### Your objective
Copy out the stretch from the line containing "80H118L116 61L111 62L101" through the end of the records, swapping "rough mask" for "coarse mask" and leaving everything else untouched.

### Supplied data
========================
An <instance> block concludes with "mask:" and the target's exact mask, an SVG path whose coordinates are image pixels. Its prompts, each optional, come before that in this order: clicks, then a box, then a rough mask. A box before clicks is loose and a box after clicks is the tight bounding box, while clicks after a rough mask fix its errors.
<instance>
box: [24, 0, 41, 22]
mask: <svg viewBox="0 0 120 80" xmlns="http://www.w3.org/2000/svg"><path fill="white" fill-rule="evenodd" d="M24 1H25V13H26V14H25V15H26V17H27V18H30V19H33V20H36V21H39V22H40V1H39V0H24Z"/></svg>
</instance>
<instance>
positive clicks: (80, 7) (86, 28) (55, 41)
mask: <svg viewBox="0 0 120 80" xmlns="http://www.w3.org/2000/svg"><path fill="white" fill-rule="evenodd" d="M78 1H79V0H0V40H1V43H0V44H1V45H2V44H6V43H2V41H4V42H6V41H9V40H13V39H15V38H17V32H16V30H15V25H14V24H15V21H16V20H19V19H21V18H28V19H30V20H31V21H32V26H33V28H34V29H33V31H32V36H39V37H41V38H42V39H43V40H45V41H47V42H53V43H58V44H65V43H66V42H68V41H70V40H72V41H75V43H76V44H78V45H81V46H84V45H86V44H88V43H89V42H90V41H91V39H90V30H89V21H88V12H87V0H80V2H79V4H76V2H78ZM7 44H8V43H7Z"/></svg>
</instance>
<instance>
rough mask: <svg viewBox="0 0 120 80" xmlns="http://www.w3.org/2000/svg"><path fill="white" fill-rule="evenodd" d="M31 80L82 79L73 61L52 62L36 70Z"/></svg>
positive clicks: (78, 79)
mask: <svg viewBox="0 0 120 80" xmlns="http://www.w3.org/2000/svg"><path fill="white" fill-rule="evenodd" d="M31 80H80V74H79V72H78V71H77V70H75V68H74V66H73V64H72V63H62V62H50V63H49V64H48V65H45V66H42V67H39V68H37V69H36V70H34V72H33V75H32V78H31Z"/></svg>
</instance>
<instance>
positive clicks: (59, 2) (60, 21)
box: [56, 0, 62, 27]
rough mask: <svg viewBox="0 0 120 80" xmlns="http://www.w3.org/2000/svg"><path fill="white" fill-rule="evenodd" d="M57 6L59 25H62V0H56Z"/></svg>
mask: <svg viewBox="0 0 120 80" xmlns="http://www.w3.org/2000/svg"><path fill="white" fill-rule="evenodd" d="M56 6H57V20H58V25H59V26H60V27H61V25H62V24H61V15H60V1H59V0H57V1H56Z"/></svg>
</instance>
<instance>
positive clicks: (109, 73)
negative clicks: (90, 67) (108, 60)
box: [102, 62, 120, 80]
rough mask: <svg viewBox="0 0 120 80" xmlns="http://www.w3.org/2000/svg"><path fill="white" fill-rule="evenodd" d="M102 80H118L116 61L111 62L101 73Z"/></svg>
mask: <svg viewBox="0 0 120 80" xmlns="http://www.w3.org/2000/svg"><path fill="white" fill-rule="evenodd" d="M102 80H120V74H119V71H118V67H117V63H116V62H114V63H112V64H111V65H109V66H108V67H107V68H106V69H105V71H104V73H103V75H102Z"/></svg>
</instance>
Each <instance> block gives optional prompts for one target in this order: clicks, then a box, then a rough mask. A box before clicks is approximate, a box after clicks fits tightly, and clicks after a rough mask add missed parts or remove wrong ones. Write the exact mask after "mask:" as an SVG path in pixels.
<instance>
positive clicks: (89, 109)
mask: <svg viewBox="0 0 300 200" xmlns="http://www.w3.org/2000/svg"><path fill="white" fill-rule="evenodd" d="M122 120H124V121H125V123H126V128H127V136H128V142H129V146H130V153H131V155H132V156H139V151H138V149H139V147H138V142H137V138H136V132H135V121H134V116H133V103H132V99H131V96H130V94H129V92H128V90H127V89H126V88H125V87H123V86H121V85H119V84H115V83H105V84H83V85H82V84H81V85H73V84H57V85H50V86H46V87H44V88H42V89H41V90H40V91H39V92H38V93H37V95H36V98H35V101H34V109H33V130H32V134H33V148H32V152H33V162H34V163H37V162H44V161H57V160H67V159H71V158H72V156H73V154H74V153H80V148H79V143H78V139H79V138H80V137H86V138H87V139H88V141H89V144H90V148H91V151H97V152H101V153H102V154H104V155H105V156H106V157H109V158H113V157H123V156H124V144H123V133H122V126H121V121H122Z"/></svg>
========================
### Answer section
coarse mask: <svg viewBox="0 0 120 80" xmlns="http://www.w3.org/2000/svg"><path fill="white" fill-rule="evenodd" d="M102 80H118L116 61L111 62L101 73Z"/></svg>
mask: <svg viewBox="0 0 120 80" xmlns="http://www.w3.org/2000/svg"><path fill="white" fill-rule="evenodd" d="M102 80H120V74H119V71H118V67H117V63H116V62H114V63H112V64H111V65H109V66H108V67H107V68H106V69H105V71H104V73H103V75H102Z"/></svg>
</instance>
Each <instance> block gives optional prompts for one target in this order: clicks, then a box, then a coarse mask. A box before clicks is approximate, a box after clicks fits tightly, and clicks after a coarse mask add missed parts or remove wrong ones. Write the exact mask after "mask:" as an SVG path in pixels.
<instance>
positive clicks: (89, 109)
mask: <svg viewBox="0 0 300 200" xmlns="http://www.w3.org/2000/svg"><path fill="white" fill-rule="evenodd" d="M122 120H124V121H125V123H126V128H127V136H128V142H129V146H130V153H131V155H132V156H139V151H138V149H139V147H138V142H137V138H136V132H135V121H134V116H133V103H132V99H131V96H130V94H129V92H128V90H127V89H126V88H125V87H123V86H121V85H119V84H115V83H105V84H83V85H82V84H81V85H73V84H57V85H50V86H46V87H44V88H42V89H41V90H40V91H39V92H38V93H37V95H36V98H35V101H34V109H33V130H32V134H33V148H32V152H33V162H34V163H37V162H44V161H57V160H67V159H71V158H72V156H73V154H74V153H80V148H79V143H78V139H79V138H80V137H86V138H87V139H88V141H89V144H90V148H91V151H97V152H101V153H102V154H104V155H105V156H106V157H109V158H113V157H123V156H124V144H123V133H122V126H121V121H122Z"/></svg>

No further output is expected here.